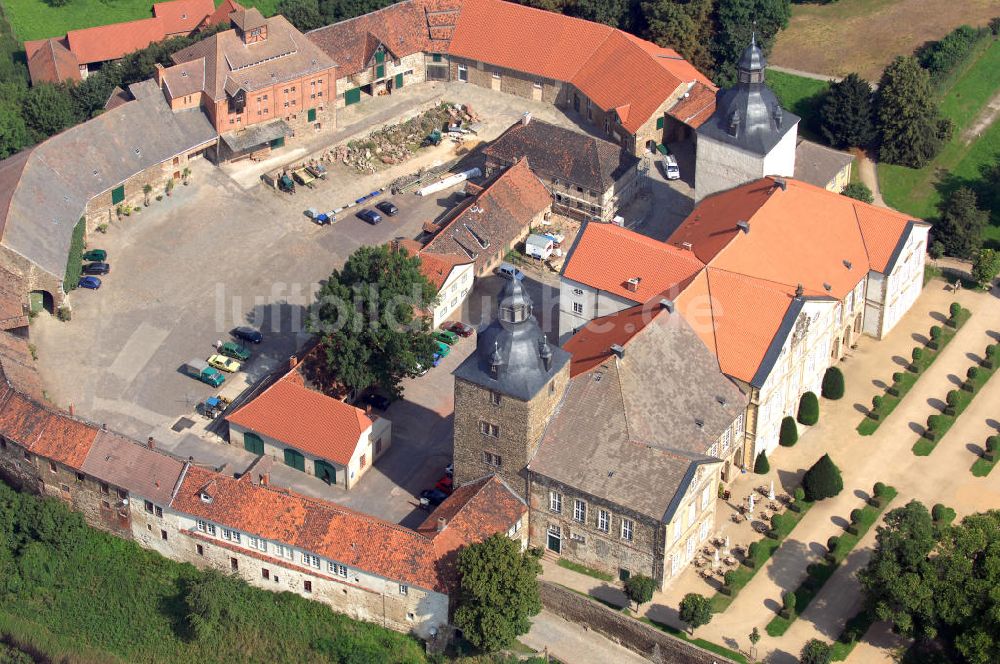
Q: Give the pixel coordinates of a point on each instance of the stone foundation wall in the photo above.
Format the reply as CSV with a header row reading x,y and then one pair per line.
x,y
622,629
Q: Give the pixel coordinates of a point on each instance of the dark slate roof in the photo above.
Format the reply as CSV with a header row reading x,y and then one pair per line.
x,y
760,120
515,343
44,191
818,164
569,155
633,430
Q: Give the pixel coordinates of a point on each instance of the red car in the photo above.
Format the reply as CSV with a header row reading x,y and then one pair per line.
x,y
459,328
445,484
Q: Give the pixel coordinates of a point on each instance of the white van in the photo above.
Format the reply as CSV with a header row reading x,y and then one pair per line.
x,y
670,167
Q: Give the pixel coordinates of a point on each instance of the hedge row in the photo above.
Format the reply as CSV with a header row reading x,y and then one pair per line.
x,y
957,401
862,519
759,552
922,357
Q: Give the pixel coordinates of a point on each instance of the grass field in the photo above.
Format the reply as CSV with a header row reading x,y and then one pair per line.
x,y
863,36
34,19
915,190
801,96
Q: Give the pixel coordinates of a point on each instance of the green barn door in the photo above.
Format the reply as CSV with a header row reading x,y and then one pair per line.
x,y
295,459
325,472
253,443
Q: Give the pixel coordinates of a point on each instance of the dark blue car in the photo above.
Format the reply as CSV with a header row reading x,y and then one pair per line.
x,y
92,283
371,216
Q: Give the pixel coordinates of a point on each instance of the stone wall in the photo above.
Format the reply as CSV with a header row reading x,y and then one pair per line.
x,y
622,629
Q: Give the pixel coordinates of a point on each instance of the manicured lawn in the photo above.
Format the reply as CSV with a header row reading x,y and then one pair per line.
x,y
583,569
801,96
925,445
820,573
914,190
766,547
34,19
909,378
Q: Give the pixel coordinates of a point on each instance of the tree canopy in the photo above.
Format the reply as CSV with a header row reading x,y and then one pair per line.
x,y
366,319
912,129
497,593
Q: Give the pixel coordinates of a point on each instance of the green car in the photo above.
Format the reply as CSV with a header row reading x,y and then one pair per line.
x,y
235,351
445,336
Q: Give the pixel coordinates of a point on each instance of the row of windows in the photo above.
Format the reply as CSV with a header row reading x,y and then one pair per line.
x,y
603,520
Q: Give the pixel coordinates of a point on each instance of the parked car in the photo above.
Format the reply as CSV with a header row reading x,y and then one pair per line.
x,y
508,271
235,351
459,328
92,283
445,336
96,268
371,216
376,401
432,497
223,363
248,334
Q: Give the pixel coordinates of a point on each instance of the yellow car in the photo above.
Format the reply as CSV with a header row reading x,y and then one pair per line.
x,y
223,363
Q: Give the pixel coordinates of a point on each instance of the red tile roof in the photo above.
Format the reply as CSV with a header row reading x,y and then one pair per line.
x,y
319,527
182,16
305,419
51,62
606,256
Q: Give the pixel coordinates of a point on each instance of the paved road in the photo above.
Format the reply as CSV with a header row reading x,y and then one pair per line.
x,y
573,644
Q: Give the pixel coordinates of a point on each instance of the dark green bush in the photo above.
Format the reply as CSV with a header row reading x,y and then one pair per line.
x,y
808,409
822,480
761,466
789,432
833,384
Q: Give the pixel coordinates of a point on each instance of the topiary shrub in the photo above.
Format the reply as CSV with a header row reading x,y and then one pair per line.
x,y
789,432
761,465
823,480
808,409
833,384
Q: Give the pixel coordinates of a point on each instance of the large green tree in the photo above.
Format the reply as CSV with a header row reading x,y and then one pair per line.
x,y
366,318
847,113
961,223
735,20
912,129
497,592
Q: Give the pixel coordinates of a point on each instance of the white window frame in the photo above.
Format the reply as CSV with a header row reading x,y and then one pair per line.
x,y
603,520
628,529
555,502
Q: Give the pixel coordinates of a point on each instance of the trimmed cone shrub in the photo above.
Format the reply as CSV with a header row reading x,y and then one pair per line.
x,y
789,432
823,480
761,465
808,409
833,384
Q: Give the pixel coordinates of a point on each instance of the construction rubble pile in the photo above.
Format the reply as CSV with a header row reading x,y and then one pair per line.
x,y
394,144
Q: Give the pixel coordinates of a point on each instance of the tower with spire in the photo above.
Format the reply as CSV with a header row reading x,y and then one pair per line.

● ● ● ● ●

#### [Work to complete]
Reproduce every record word for word. The copy must contain no pictures.

#### [Finished task]
Q: Give the pixel coordinates of a point on each instance of the stone foundation wall in the photo above.
Format the reply as CSV with a header row reading x,y and then one pair per line.
x,y
622,629
Q: Give the pixel coordinates of a point on each instance of the dark slate roof in the photo above.
Format the reply as CSV with a header row reading x,y and then one pair per line.
x,y
760,120
515,343
44,191
818,164
569,155
633,430
Q: Give the pixel coordinates of a point on each instance of the red car in the photo above.
Format the reply as CSV with a header row reading x,y and then one pair per line.
x,y
459,328
445,484
Q: Give the pixel coordinates of a point on each instance of the white van in the photo above.
Format the reply as CSV with a header row reading x,y and then one pair per line.
x,y
670,167
Q: Give the pixel coordinates of a point on each instance of the hedge row in the photo above.
Format the reply as CSV with a header row reading x,y and then one pair per line.
x,y
957,401
862,519
759,552
922,357
Q: Give the pixel coordinates of a point on each instance of the grass field in the photo above.
Format the reply as CSV with a header row reading x,y and then one pair per line.
x,y
863,36
34,19
915,190
801,96
Q: Give the pixel coordinates of a point on each instance of the green barn door in the photo above.
Format the reply as CSV with a header row reading x,y and then one pair per line.
x,y
295,459
325,472
253,443
Q: Give the pixel coordinates of a point on each instance of the dark blue car in the photo above.
Format the reply as CSV with a header row reading x,y and then one pair per line.
x,y
92,283
371,216
Q: Give the pixel coordinates of a point on each instance of the stone wall in the photo above.
Format the reply as CSV with a header row reading x,y and then one pair per line.
x,y
622,629
Q: Give the pixel coordinates of a point on each instance of the manicured lawn in the photo above.
Format the reply as CSV with a header row reading x,y and then one pair per line.
x,y
583,569
801,96
925,445
820,573
914,190
766,547
34,19
909,378
Q: Give the pixel coordinates of a point on each instance of the tree canopy in the photo above.
Format the reply as CSV with a header row reading x,y and then one pair per line.
x,y
366,319
912,129
497,593
Q: Give the pixel coordinates of a point on each instance of the green car in the photo above.
Format the reply as CSV with a header row reading x,y and then one pair per line.
x,y
235,351
445,336
Q: Give the pixel coordinates of a point on each instance of the row of windows in the photo above.
Format the reply as CSV with a header row reading x,y and then one pair per line.
x,y
603,520
Q: Give the pixel coordinates of a point on each instance of the parked car in the photo above.
Format the reply as CSV with a header row reading x,y and then one pair per line.
x,y
508,271
235,351
459,328
92,283
445,336
96,268
371,216
376,401
432,497
223,363
248,334
Q: Give the pixel coordinates of a point on each instance of the yellow car in the photo above.
Format the reply as CSV with a header row reading x,y and then one pair per line.
x,y
223,363
Q: Give the pixel coordinates of a point on each instance of the red tile roof in the photo above.
Format the reply as CSV with a header row reading x,y and then one pair per line.
x,y
319,527
182,16
305,419
51,62
606,256
Q: Give the pixel coordinates of a point on each instance of the paved road in the photo above.
Format the reply as CSV with a header row reading x,y and then one pair per line.
x,y
573,644
Q: Give the pixel coordinates of a point on each instance of the dark green bush in the photo above.
Format the reply as CSV with a header row reading x,y and then one pair per line.
x,y
808,409
822,480
761,466
789,432
833,384
Q: Give the pixel coordinates of a point on each instance of the topiary shrub in the photo above.
Format the reply as CSV with a header row reading x,y and then one pair per line.
x,y
789,432
761,465
823,480
808,409
833,384
Q: Give the pixel coordinates of a point on each instance of the large green tree in the photo above.
Format the reply as CSV with a header row reading x,y and then one pair per line.
x,y
366,318
847,113
961,223
735,20
912,129
497,592
Q: Give the pixel coordinates of a point on each instance of the white window frame in the photo above.
Format the reply as CSV with a header row reading x,y and then one pair per line.
x,y
603,520
628,529
555,502
Q: Give the pixel coordinates of a point on each instance of the trimmed cone shrub in the photo above.
Format the reply as CSV with a header row reading x,y and then one pair per line.
x,y
789,432
823,480
761,465
808,409
833,384
Q: Give the pixel coordinates of a point on each instance of the construction rubble pile in the photo above.
Format the reply as CSV with a header row reading x,y and then one pair per line.
x,y
394,144
Q: Give the pixel coordinates of a point on each instance of the tower with spire in the photo above.
Format the reply as CSV with a header row reading x,y and then one pair per line.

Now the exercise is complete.